# RECORDS SHOWN start

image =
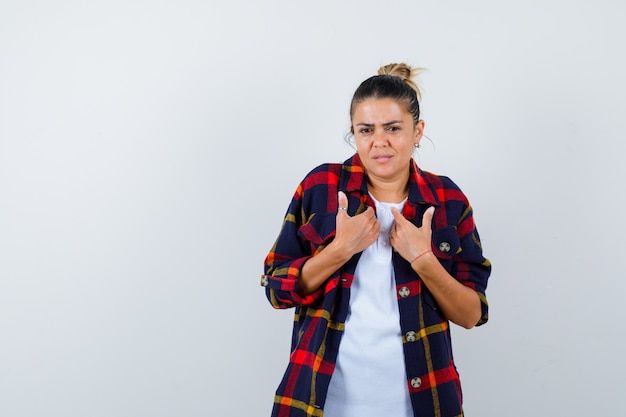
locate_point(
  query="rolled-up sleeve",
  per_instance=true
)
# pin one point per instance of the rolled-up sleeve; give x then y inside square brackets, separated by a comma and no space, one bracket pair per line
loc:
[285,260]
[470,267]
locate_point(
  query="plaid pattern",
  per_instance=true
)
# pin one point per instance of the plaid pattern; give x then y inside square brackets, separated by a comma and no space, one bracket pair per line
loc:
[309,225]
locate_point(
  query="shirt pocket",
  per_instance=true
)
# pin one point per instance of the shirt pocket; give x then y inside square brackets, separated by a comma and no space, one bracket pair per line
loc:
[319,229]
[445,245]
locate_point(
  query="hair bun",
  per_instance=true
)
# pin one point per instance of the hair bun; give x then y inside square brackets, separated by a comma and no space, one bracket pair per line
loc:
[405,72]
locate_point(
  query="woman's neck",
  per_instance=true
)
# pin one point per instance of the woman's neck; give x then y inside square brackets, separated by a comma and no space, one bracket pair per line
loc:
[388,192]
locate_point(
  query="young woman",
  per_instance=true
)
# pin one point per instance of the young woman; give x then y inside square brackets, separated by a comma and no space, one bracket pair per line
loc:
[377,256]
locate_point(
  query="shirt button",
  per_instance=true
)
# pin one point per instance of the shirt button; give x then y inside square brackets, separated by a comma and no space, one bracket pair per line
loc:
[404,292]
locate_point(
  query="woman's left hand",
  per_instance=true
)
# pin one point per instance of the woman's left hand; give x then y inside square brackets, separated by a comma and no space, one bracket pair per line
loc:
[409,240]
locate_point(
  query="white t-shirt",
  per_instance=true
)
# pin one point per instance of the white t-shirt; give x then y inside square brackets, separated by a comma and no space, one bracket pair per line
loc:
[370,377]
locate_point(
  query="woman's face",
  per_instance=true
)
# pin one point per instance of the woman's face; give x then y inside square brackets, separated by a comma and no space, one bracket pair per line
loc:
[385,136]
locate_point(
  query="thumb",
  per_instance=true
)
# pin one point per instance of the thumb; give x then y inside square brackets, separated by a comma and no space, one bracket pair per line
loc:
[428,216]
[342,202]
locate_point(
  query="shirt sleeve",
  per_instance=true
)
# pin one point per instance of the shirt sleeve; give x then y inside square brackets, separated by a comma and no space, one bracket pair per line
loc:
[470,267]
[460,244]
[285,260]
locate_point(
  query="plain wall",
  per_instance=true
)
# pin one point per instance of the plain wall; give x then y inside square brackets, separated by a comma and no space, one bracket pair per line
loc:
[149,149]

# RECORDS SHOWN end

**EXERCISE DIRECTIONS:** Leaving aside the images, write out the entries above word for word.

**THE ANSWER:**
image =
locate_point(
  query="rolled-up sleeve",
  per_instance=true
)
# pin one point per instance of the rolled-up sleeve; give x then y inside square brackets, separated by a comma and no space, one bracket pair per line
loc:
[285,260]
[470,267]
locate_point(
  query="plaid pattern",
  per_instance=true
)
# pin one point per instance of the plaid pattern; give x then y inside square brackets, separated by a comma and no space, one bracket pair per line
loc:
[309,225]
locate_point(
  query="shirt pocket",
  per_instance=true
)
# pin one point per instance of the shirt pocket; give x then y inside square brackets, separated by a comma and no space, one bracket pair per line
loc:
[319,229]
[445,245]
locate_point(
  query="hair bun",
  per_instance=true
)
# pin one point per instance of the hair bun; give x then y inside square brackets, separated by a comma and no space, one bracket pair per line
loc:
[405,72]
locate_point(
  query="woman's neck",
  per_instance=true
)
# pin one point per instance of the woman's neck; give x then y inside square brackets, separated by a comma and no space, one bracket pair per line
loc:
[388,192]
locate_point(
  query="young woman",
  per_instance=true
)
# pin one point per instance of the young woman; give x then y inside square brackets, separated by a comma and no space, one bracket pair per line
loc:
[377,256]
locate_point(
  query="shirt button",
  per_instance=true
)
# pin one point per instance of the shirt button; give x then y inside square brackets, separated by a comma and no space, one bracket pair per line
loc:
[404,292]
locate_point(
  query="woman's left hand",
  per_instance=true
)
# pin one point per instance of the woman's left hand; give x then y inside square brackets, separated by a comma and no space, one bracket pair per line
loc:
[409,240]
locate_point(
  query="white t-shirt",
  per_instance=true
)
# pin one point per instance of the white t-shirt; give x then y inside square brackets, separated by a comma and no space, one bracket pair per line
loc:
[370,377]
locate_point(
  query="woman's face",
  per_instance=true
)
# pin one point per instance of the woman's face; give x then y inside square brackets, separated by a comma and no space, one bracket pair per line
loc:
[385,136]
locate_point(
  query="thumb",
  per_instance=true
)
# pin one point per instance of the thumb; give x then y inside square brackets, separated by a comma and no space, one bracket pair per line
loc:
[428,216]
[342,202]
locate_point(
  query="shirt sleeve",
  per_instance=true
)
# pin one point per instance of the shirt sleeve; give x then y inside square brackets, separated by a comma and no space, one bracket pair per line
loc:
[470,267]
[460,244]
[285,260]
locate_point(
  query="plain wall",
  per_instance=true
)
# pin one point per instance of the plain wall; give x then y inside square brackets, separated by a comma and no space, one bracket pair per line
loc:
[149,149]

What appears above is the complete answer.